_Text segment_
########
The book is also a treasure of battle stories, giving some human dimension to this historic sweep. In describing the curious ritual and chivalry that existed in war in many parts of the world during much of human history, Keegan describes an incident in a Chinese chariot battle of the sixth century B.C.: "[The Duke of Sung's son] found himself opposite a warrior with an arrow already notched to his bow. He shot, missed, and notched another arrow before the duke's son was ready to shoot. The duke's son then called out, 'If you don't give me my turn, you are a base fellow' (literally, not a gentleman). His opponent gave him his chance and was shot dead." In an earlier war, the Duke himself gave the following justification his army's defeat after he refused to attack an enemy who was not yet ready to fight: "The gentleman does not inflict a second wound, or take the grey-haired prisoner...Though I am but the unworthy remnant of a fallen dynasty, I would not sound my drums to attack an enemy who had not completed the formation of his ranks."

Keegan concludes with far more hope than, at first, may seem justified. "Yet, despite a potentiality for violence," he writes, "we also have an ability to limit its effects even when no superior force stands ready to spare us from the worst of which we are capable. It is for that reason that the phenomenon of 'primitive' war...is so instructive. Because the wars of this century have taken such an extreme and ruthless form, it has become all to easy for modern man to slip into the supposition that the trend to extremity in warfare an inevitable one. ... Yet warmaking man, as the 'primitives' show, does have a capacity to limit the nature and effects of his actions. ... The style in which the [protectors of civilization] fight for civilization ...cannot derive from the Western model of warmaking alone. Future peacekeepers and peacemakers have much to learn from alternative military cultures, not only that of the Orient but of the primitive world also. There is a wisdom in the principles of intellectual restraint and even of symbolic ritual that needs to be rediscovered."

The effects of war can be limited, perhaps. War can be "civilized." But is war necessary?

The sun is growing low in the sky. I have sat for more than an hour at the far end of the Civil War battlefield, hoping my proximity to such a wounded and angry ground would provide some answers. In a hurry now, I cross back over the field, unmolested. No one fires a shot. I get back into my car, pull into the road, and head north. No one seeks to stop me; no dogs or pattyrollers pursue. Though I am an African American in a Deep South state, there are no roadblocks where I must display a pass showing I am on my master's business. The Civil War was fought, I recall, to end such things. Is war necessary? Some wars are, I conclude.
########
_Records for processing_
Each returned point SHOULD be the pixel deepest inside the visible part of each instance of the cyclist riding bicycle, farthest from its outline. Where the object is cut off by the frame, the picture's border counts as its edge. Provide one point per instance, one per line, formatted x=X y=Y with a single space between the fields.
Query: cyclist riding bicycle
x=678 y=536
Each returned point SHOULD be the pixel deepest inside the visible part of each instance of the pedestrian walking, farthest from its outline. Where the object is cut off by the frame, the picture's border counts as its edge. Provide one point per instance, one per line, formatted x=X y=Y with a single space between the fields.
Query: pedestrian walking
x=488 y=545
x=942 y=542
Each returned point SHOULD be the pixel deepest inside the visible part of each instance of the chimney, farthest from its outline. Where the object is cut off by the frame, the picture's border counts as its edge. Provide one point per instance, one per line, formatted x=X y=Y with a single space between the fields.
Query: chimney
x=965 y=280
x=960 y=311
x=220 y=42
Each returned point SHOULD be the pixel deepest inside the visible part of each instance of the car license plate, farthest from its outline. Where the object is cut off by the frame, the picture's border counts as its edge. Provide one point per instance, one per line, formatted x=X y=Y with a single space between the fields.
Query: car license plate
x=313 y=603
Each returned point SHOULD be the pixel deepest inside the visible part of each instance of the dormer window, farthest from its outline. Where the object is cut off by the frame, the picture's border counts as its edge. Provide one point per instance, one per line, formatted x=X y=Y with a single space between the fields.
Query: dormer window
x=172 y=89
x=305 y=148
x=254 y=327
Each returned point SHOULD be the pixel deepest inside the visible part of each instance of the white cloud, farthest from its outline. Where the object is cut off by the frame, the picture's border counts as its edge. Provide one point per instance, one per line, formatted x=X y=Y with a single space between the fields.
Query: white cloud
########
_Work to complete_
A) According to the essay on war, in what century did the Chinese chariot battle that Keegan describes take place?
B) Turn the entries from the line with "the chimney, farthest" to the line with "x=254 y=327", both included, into a numbered list, leaving out any blank lines.

_Task-by-task answers_
A) The sixth century B.C.

B)
1. Each returned point SHOULD be the pixel deepest inside the visible part of each instance of the chimney, farthest from its outline. Where the object is cut off by the frame, the picture's border counts as its edge. Provide one point per instance, one per line, formatted x=X y=Y with a single space between the fields.
2. Query: chimney
3. x=965 y=280
4. x=960 y=311
5. x=220 y=42
6. Each returned point SHOULD be the pixel deepest inside the visible part of each instance of the car license plate, farthest from its outline. Where the object is cut off by the frame, the picture's border counts as its edge. Provide one point per instance, one per line, formatted x=X y=Y with a single space between the fields.
7. Query: car license plate
8. x=313 y=603
9. Each returned point SHOULD be the pixel deepest inside the visible part of each instance of the dormer window, farthest from its outline. Where the object is cut off by the frame, the picture's border counts as its edge. Provide one point per instance, one per line, formatted x=X y=Y with a single space between the fields.
10. Query: dormer window
11. x=172 y=89
12. x=305 y=148
13. x=254 y=327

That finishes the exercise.